Lay out the stretch of rows that opens with the line containing "In the photo above, where can the truck tire" and closes with the line containing "point(547, 328)", both lines included, as a Markdown table with the columns Number and Line text, leaving out blank lines.

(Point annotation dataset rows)
++++++++++

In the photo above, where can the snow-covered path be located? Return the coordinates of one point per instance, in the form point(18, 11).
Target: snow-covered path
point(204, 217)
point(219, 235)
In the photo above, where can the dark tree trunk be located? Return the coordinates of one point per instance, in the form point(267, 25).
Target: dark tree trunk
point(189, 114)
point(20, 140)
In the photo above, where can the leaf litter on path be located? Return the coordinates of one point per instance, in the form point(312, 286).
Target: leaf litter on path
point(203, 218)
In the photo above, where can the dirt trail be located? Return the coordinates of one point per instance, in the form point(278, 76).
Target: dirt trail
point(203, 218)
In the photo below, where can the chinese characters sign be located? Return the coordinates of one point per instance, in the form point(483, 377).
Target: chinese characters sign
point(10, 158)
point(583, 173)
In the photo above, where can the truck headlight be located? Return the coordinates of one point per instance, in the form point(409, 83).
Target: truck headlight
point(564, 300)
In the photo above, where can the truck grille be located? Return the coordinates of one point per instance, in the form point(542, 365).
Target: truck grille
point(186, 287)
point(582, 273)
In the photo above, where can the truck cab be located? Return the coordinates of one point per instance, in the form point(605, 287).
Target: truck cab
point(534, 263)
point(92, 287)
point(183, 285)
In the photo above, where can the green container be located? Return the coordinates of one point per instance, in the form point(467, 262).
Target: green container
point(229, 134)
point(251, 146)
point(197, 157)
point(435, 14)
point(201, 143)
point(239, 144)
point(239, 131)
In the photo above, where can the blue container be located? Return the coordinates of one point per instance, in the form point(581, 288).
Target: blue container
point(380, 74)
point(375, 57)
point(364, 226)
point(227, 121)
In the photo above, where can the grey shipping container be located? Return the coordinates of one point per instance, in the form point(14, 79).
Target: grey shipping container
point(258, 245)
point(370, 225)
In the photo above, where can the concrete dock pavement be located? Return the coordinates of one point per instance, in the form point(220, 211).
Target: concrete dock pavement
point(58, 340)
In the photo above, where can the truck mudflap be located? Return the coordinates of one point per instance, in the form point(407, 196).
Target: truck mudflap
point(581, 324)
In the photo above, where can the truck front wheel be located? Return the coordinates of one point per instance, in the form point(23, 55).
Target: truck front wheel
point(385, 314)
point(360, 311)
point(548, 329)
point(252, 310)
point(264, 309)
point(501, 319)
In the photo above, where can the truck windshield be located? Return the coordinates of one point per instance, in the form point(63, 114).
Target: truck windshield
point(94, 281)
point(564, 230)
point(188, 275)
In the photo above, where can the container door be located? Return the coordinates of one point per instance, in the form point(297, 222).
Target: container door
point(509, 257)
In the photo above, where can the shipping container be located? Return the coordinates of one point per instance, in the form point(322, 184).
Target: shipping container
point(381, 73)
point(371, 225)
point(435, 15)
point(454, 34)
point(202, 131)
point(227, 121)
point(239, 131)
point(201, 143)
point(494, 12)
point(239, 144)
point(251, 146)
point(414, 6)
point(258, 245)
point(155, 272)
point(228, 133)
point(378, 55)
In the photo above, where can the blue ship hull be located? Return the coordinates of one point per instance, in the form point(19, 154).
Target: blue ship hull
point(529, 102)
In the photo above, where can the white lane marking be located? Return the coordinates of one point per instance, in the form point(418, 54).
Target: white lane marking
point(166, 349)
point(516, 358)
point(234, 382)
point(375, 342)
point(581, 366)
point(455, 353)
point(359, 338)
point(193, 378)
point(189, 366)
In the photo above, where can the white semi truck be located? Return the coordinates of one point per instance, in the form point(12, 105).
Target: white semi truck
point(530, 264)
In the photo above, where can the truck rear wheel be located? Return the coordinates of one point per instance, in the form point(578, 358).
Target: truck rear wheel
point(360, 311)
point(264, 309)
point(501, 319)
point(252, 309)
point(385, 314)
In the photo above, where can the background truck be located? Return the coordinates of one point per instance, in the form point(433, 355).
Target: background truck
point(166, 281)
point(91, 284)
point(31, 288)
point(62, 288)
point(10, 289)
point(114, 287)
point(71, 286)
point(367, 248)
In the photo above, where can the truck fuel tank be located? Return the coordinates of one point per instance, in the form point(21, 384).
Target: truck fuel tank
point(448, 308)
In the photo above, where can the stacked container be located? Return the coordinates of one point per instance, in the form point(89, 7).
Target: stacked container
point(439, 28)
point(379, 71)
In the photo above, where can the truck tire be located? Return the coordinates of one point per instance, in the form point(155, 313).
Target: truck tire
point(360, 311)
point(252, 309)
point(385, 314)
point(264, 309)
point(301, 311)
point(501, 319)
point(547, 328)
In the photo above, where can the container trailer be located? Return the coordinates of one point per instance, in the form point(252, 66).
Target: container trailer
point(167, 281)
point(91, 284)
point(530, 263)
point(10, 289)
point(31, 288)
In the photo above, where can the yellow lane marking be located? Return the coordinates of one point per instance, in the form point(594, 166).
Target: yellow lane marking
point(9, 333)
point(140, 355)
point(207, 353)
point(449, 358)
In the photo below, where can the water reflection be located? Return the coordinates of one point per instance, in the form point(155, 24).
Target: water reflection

++++++++++

SOLUTION:
| Number | Line text |
|---|---|
| 1 | In the photo above, where can the truck tire be located? Return the coordinates of one point per instance, in the form point(155, 313). |
| 2 | Target: truck tire |
| 3 | point(360, 311) |
| 4 | point(252, 309) |
| 5 | point(385, 314) |
| 6 | point(264, 309) |
| 7 | point(301, 311) |
| 8 | point(501, 319) |
| 9 | point(547, 328) |